— BEGIN —

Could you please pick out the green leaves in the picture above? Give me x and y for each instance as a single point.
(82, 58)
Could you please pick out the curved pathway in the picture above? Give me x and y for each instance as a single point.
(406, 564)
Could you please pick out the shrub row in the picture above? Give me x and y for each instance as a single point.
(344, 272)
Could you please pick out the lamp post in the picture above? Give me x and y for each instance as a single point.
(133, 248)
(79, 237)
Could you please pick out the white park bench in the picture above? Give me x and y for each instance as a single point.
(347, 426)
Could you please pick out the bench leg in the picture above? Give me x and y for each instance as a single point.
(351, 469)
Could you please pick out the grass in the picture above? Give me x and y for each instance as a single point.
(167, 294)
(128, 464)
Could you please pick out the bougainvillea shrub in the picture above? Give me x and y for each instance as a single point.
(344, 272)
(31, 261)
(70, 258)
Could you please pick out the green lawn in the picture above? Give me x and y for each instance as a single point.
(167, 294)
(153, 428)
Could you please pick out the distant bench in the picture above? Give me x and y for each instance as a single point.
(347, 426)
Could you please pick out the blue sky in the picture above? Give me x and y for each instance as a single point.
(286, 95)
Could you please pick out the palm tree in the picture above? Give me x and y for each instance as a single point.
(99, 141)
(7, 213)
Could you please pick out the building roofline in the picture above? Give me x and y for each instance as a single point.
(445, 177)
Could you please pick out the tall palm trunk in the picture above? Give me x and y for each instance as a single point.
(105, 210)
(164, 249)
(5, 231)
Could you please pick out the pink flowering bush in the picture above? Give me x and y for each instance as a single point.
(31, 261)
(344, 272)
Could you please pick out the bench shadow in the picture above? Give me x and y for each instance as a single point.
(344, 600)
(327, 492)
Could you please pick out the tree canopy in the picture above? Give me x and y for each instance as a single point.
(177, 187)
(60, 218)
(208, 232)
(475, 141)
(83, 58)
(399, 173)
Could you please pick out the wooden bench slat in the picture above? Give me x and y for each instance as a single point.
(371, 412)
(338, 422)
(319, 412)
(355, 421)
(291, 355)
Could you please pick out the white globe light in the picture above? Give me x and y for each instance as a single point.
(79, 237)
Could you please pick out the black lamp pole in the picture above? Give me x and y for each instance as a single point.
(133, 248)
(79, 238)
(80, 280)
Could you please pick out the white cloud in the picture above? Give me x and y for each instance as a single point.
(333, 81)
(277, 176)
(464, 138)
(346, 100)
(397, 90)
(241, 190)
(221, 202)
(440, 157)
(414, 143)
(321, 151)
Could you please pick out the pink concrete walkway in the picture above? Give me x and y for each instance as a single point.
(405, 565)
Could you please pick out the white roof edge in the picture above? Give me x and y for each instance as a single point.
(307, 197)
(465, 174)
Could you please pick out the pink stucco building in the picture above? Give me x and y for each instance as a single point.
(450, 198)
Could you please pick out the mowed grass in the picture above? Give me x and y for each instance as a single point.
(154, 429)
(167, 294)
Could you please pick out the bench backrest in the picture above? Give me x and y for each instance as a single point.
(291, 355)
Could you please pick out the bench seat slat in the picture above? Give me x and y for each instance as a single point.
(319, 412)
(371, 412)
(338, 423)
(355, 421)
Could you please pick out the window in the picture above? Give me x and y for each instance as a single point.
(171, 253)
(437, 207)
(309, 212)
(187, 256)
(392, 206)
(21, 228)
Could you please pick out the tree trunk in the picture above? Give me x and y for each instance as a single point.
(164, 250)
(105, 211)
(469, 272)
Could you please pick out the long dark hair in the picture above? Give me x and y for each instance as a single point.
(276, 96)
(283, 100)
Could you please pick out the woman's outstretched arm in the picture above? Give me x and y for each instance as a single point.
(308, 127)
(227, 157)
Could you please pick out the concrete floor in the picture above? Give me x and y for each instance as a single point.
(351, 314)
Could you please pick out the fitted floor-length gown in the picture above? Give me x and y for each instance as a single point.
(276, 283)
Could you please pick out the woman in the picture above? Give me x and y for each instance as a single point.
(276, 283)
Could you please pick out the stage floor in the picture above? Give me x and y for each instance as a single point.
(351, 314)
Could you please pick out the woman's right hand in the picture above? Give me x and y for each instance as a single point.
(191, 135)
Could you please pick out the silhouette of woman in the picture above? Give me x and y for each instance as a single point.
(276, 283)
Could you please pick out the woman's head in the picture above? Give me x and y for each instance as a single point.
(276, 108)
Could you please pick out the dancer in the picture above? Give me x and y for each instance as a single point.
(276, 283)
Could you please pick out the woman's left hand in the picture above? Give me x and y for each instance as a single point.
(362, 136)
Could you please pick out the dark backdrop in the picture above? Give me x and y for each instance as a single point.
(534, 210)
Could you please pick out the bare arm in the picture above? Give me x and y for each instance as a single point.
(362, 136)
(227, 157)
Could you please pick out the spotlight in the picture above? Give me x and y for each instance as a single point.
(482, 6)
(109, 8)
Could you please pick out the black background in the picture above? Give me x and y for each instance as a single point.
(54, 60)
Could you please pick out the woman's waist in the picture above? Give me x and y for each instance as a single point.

— END —
— BEGIN —

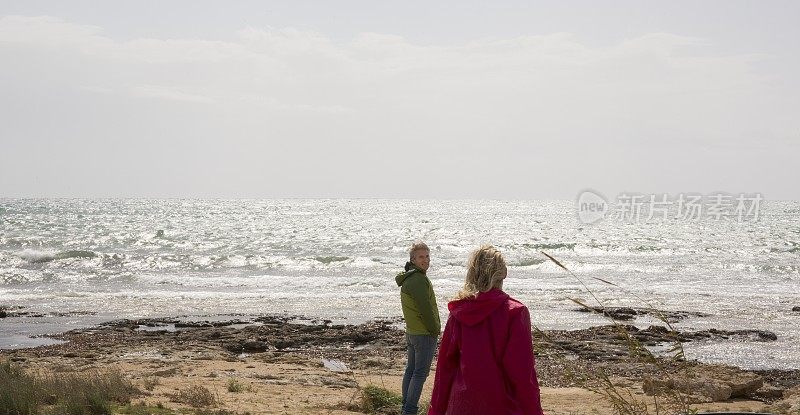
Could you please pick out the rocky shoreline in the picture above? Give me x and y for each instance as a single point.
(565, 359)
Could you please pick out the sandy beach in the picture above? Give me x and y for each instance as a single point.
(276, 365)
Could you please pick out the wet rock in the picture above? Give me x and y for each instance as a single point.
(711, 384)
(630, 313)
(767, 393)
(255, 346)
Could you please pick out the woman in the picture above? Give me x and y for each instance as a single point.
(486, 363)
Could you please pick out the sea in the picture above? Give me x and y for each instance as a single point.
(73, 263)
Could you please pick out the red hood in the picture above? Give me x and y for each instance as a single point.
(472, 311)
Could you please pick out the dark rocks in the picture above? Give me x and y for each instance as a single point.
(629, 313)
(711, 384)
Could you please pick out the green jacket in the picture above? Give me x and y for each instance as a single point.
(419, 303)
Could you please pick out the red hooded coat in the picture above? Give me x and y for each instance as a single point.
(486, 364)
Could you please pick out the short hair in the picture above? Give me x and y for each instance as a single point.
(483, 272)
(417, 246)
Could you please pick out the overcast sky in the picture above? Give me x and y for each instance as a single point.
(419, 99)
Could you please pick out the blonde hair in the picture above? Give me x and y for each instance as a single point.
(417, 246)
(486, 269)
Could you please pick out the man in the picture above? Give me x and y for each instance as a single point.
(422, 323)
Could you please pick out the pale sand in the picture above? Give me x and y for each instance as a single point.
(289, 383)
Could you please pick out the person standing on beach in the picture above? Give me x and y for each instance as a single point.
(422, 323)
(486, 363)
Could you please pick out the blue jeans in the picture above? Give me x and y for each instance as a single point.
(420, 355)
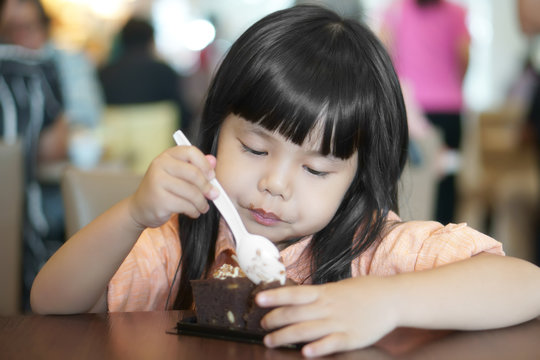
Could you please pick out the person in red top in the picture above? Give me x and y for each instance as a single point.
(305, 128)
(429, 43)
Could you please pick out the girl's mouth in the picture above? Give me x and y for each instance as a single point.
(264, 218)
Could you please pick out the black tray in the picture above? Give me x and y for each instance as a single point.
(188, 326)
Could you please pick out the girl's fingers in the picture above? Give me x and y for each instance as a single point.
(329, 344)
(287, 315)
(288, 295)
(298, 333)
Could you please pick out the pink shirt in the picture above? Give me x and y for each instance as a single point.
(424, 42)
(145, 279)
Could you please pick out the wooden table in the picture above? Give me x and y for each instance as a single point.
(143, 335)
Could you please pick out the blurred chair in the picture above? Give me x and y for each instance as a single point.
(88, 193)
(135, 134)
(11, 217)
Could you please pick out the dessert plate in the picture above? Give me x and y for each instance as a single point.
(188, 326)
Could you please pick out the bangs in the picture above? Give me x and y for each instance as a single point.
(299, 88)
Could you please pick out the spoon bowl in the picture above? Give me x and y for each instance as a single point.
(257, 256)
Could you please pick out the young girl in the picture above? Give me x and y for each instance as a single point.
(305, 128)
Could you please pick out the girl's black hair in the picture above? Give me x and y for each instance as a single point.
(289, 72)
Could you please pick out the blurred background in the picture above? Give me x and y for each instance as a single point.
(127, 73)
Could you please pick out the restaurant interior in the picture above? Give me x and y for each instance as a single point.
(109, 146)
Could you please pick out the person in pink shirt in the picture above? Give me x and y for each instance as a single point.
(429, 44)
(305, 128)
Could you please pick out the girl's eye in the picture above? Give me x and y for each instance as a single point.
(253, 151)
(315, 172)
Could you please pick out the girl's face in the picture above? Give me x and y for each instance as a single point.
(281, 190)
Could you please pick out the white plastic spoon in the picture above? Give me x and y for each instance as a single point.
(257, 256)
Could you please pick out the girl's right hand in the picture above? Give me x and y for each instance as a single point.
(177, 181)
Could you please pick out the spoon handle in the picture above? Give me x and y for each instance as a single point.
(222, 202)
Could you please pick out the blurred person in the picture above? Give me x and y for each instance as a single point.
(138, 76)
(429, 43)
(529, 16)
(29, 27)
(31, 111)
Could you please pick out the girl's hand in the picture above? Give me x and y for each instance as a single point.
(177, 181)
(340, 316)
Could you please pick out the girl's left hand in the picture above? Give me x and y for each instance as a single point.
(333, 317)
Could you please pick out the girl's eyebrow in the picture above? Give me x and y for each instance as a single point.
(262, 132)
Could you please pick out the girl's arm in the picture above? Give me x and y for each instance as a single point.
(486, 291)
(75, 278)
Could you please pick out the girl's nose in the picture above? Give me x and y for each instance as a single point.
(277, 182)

— END —

Pull out every line of the entries that contains the word "shrub", matching case exactly, and copy each one in full.

Could you please pick out the shrub row in the picture above? Give me x and y for each instance as a single point.
Could you please pick out the bougainvillea shrub in the picture above? Give me x and y for each instance as a single point.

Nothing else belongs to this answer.